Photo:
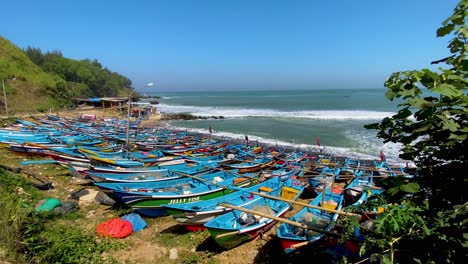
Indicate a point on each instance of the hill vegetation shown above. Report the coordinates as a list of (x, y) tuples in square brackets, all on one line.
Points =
[(35, 81)]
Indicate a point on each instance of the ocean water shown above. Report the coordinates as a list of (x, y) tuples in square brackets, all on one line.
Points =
[(300, 118)]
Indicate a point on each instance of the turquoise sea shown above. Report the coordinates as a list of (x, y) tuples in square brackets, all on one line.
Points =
[(299, 118)]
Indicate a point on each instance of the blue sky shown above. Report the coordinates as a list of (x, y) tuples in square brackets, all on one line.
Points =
[(232, 45)]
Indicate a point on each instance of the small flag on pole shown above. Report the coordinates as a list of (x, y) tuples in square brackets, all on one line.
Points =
[(382, 156)]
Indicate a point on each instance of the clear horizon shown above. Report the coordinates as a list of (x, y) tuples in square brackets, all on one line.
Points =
[(240, 45)]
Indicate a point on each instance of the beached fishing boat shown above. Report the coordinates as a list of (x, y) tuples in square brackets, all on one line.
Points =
[(251, 166), (148, 198), (157, 174), (282, 173), (194, 215), (238, 226), (292, 237), (118, 169)]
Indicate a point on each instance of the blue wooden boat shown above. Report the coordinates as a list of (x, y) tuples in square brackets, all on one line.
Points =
[(237, 227), (194, 215), (148, 198), (157, 174), (291, 236)]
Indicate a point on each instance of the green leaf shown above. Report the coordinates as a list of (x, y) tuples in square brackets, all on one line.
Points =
[(410, 187), (447, 90), (450, 124), (457, 137), (390, 95), (445, 30)]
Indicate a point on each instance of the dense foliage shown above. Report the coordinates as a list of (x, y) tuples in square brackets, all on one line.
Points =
[(27, 82), (94, 79), (31, 237), (37, 81), (430, 223)]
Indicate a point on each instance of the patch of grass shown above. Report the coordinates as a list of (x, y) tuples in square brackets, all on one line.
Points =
[(30, 237)]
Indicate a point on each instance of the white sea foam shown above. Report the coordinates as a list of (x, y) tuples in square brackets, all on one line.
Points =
[(371, 149), (309, 114)]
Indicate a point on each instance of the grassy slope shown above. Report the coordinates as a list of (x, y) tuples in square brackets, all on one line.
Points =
[(26, 93)]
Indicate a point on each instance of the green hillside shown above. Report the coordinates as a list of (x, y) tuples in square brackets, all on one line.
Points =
[(26, 85), (38, 82)]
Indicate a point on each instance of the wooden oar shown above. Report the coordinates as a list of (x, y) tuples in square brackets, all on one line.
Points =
[(279, 219), (201, 179), (305, 204)]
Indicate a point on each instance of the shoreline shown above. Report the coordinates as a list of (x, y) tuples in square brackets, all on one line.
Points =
[(158, 120)]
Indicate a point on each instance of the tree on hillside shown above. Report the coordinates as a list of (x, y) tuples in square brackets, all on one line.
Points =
[(85, 77), (432, 125)]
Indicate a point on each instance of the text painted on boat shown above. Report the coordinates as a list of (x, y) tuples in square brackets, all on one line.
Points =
[(184, 200)]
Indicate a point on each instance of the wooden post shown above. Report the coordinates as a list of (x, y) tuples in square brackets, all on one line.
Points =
[(279, 219), (305, 204)]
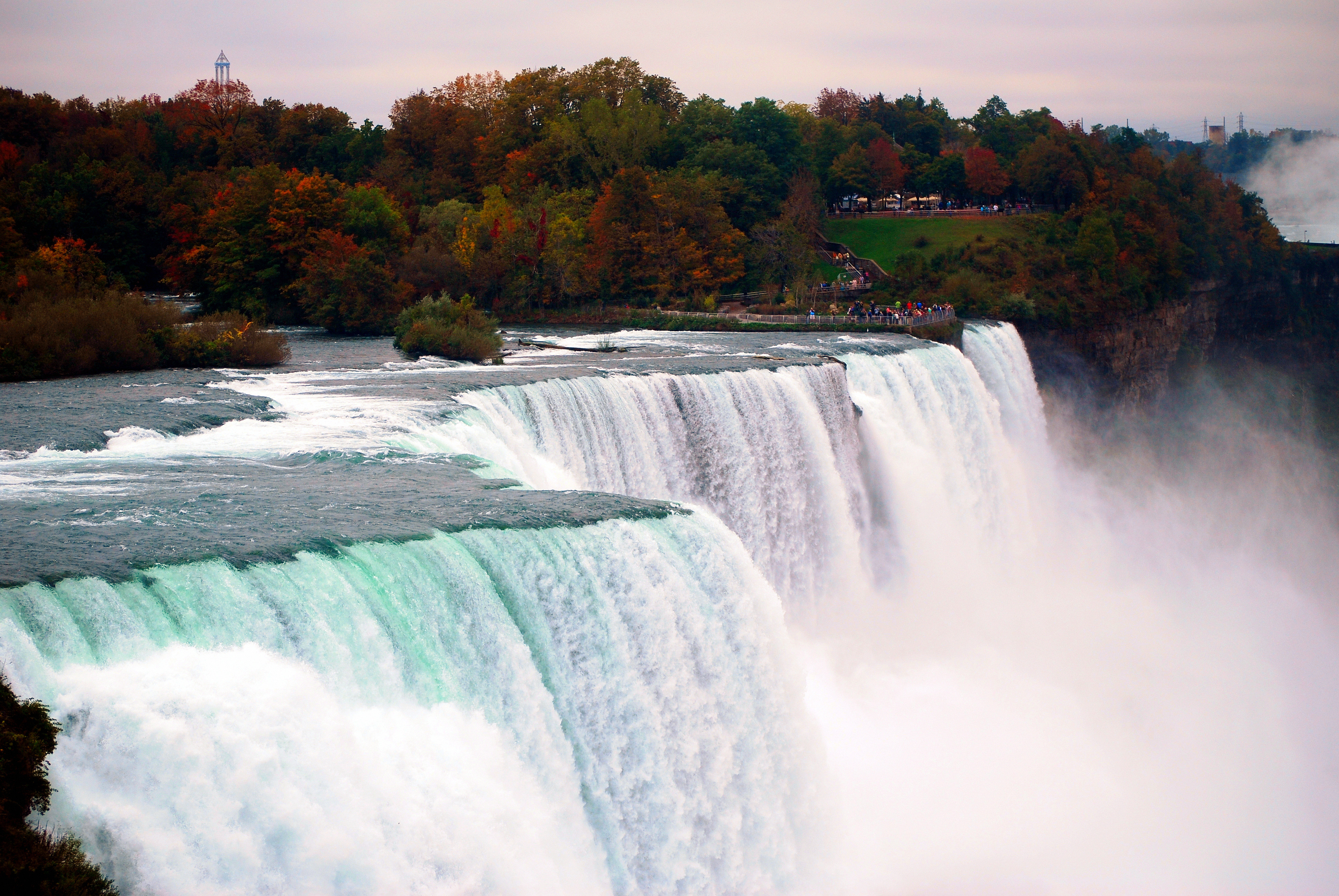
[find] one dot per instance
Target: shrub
(52, 329)
(448, 329)
(49, 327)
(224, 341)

- - - -

_Your assignment_
Output the data above verbatim, pictures excluded.

_Answer to this problem_
Photo:
Indicate a point on each instance of the hill vegetation shown above. Report the coordinates as a list of (x, y) tuples in square brackets, all on one line.
Points =
[(35, 81)]
Indicate a point on each instance of the ocean water shown above. Report the coordinates as a list of (x, y) tuples in square brackets, all on one line.
Points =
[(300, 118)]
Indicate a point on each instance of the turquoise sea shown above. Report the coordinates as a list of (x, y) tuples in square brackets, all on one line.
Points =
[(299, 118)]
Indicate a point on each instance of the blue sky shown above. Report the coordinates as a list of (x, y) tuples in square brackets, all on one line.
Points =
[(232, 45)]
Indicate a point on each instance of the small flag on pole shown above. Report the coordinates as a list of (x, y) tuples in square brackets, all on one line.
Points =
[(382, 156)]
Indicate a point on each instance of the clear horizon shown above. Report the coordinates as a list of (x, y) tuples in square brackets, all on one line.
Points =
[(240, 45)]
Indicate a point on each instance of the beached fishing boat shown above. Report the coordinates as a list of (x, y) tuples in square brackets, all on one line.
Points =
[(251, 166), (148, 198), (157, 174), (282, 173), (194, 215), (238, 226), (292, 237), (118, 169)]
Indicate a point on each instance of the blue wooden boat shown above. Report the coordinates as a list of (x, y) tuples in square brackets, all on one line.
Points =
[(237, 227), (194, 215), (148, 198), (157, 174), (291, 236)]
Indicate a point on each instance of the green leaf shown above. Report the coordinates as a list of (x, y) tuples in square brackets, all on one line.
Points =
[(410, 187), (447, 90), (450, 124), (457, 137), (390, 95), (445, 30)]
Indicate a point on each instance of the dense foliage shown above. Report the coordinates as a list of (x, y) tuples in square brackets, all on one line.
Points =
[(27, 82), (94, 79), (31, 237), (37, 81), (430, 223)]
Indicate a point on each instance of the patch of grass shown above. Report the coordinates as a list of (x, y) tuples in square brackets, all on one line.
Points =
[(30, 237)]
Indicate a point on each instance of the white sea foam shown above. Report the coordinates as a list of (x, y) tuples in square brackets, all on one line.
Points =
[(371, 149), (309, 114)]
Indicate a point on each instance of the grassy slope shown above. Report the coordinates as a list of (x, y) tuples in square brackets, all on one line.
Points =
[(26, 93)]
Indicate a point on each instance of the green hillside shown above. Report the coordinates as a list of (x, y) tuples in square brackets, all on one line.
Points =
[(26, 85), (38, 82)]
Indicate a point on each instance of the wooden oar shown above. Report the coordinates as a list of (x, y) tuples in square brackets, all on one line.
Points =
[(279, 219), (201, 179), (305, 204)]
Indicate a point on each instance of the shoreline shown above. Report the coordinates as a list of (x, y) tuples in square brackets, all on one line.
Points =
[(158, 120)]
Indicate a point on each instance of the tree on hillside shown above. Report the coordinates as a list of (x, y) tuples in square brackets, all on one line.
Points =
[(85, 77), (432, 125)]
Indicate a point on each instance of the text painted on boat shown above. Report the coordinates as a list of (x, y) tuples in square brackets, all on one line.
Points =
[(184, 200)]
Indicate a point on each instance of the wooden post shown above. Report the coordinates as a list of (x, y) tuples in square brackets, all on one line.
Points =
[(279, 219), (305, 204)]
[find] one dot per instance
Target: shrub
(52, 329)
(448, 329)
(49, 327)
(224, 341)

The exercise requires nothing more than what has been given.